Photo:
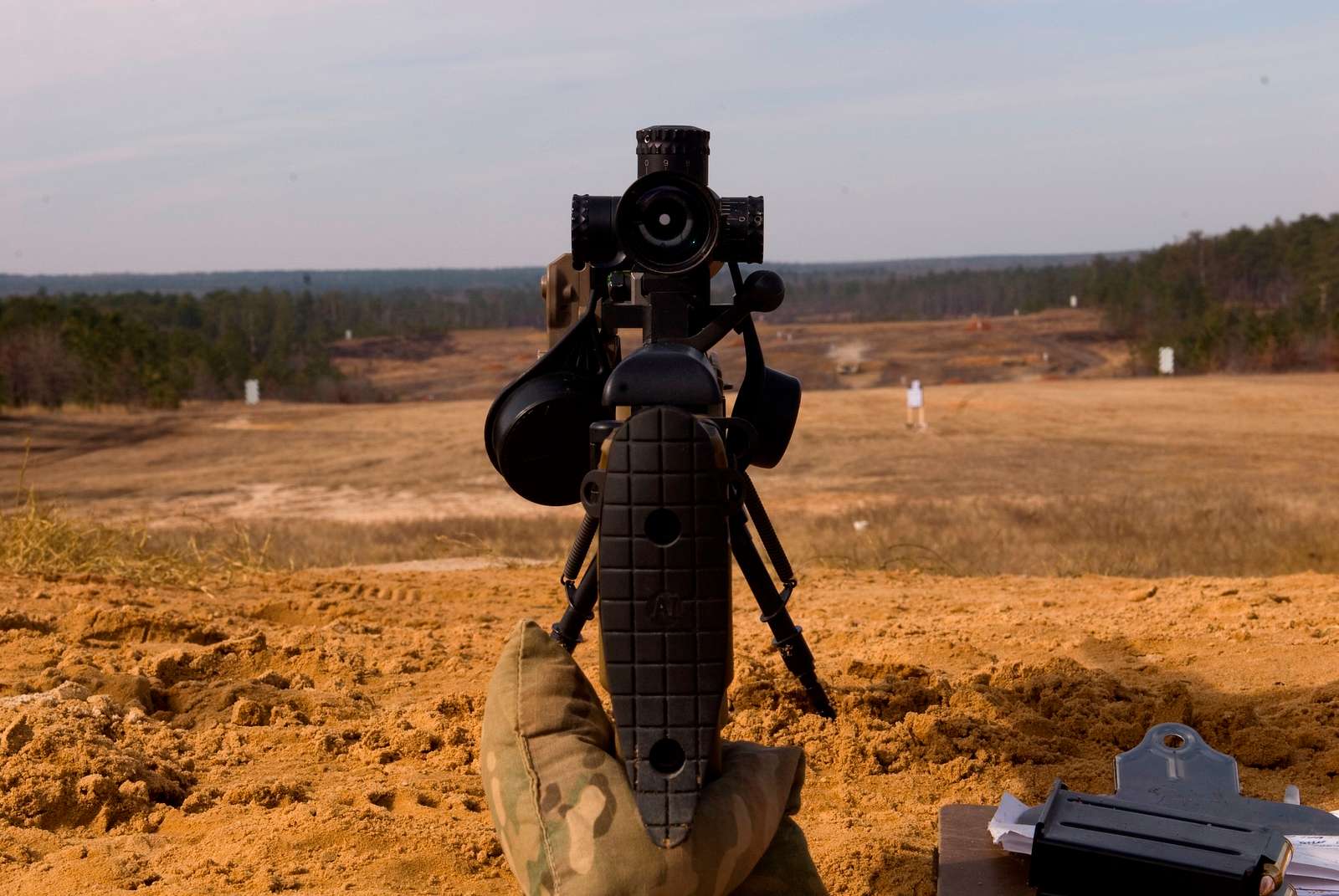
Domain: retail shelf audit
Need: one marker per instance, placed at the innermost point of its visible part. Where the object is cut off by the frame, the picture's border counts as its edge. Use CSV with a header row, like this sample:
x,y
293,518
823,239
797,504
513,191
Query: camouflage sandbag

#### TASK OBJECTIVE
Without any pictures, transcribe the listing above exactly as written.

#### RESPONSE TO THE TASK
Photo:
Domain: retail shelf audit
Need: one marker per instance, placed at the innermost point of its visible part. Where the object is cut off by the frame, the picture's border counts as its edge. Use CSV with a header row, like this sample:
x,y
293,518
823,239
797,504
513,191
Query: camouflage sandbag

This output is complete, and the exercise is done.